# SEZIONE DEL DOCUMENTO
________________
Una delle più note composizioni della seconda metà del novecento: la “Symphony No. 3 (Symphony of Sorrowful Songs)” – Op.36 di Henryk Górecki, la celebre Polish National Radio Symphony Orchestra (una tra le attuali maggiori interpreti contemporanee del genere) diretta da Krzysztof Penderecki e Beth Gibbons, la voce dei Portishead, insieme per un lavoro discografico (Domino Records) che sta facendo molto parlare di sé (soprattutto per la presenza della Gibbons).
Numerose sono state, infatti, nel tempo le commistioni che hanno visto artisti appartenenti alla scena rock collaborare con orchestre. Un esperimento che spesso è diventato anche moda (soprattutto dopo che nel 1967, il discutibile “Days Of Future Past” dei Moody Blues sdoganò il rock sinfonico) incurante di un’effettiva e funzionale crasi tra i generi, risultando soventemente più un mero capriccio stilistico che un reale studio di ricerca.
________________
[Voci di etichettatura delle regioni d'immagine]
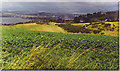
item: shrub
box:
[93,30,101,34]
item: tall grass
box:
[2,41,117,70]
________________
# ESERCIZI
1 - Quali persone cita per nome il testo sulla Sinfonia n. 3 di Górecki? Elencale tutte.
2 - Secondo il testo sulla Sinfonia n. 3 di Górecki, perché le collaborazioni tra artisti rock e orchestre sono risultate spesso più un capriccio stilistico che un reale studio di ricerca?
3 - Prosegui il testo sulla Sinfonia n. 3 di Górecki a partire dalla sua ultima frase.

# RISPOSTE SCRITTE
1 - Henryk Górecki, Krzysztof Penderecki, Beth Gibbons

2 - Perché l'esperimento è diventato spesso una moda che non si curava di un'effettiva e funzionale crasi tra i generi.

3 -
Diverso il discorso per l’esecuzione, registrata il 29 novembre 2014 al National Opera Grand Theatre di Varsavia, oggetto della nostra trattazione (giova ricordare che la “Symphony No. 3” è stata già splendidamente immortalata su disco dalla Elektra Nonesuch, nel 1992, nell’esibizione dal vivo eseguita dalla London Sinfonietta con il soprano statunitense Dawn Upshaw).
Prima di passare a un commento dell’incisione a cura della Polish National Radio Symphony Orchestra diretta da Krzysztof Penderecki e di Beth Gibbons, è opportuno effettuare una breve descrizione dell’opera. Ciò al fine di comprendere meglio anche il peso interpretativo della Gibbons.
La “Terza” di Henryk Górecki è una sinfonia in tre movimenti per soprano e orchestra, dal forte impatto emotivo e umanamente sacrale, sospeso tra invocazioni e drammi bellici, i cui temi dominanti sono la maternità e la separazione a causa della guerra.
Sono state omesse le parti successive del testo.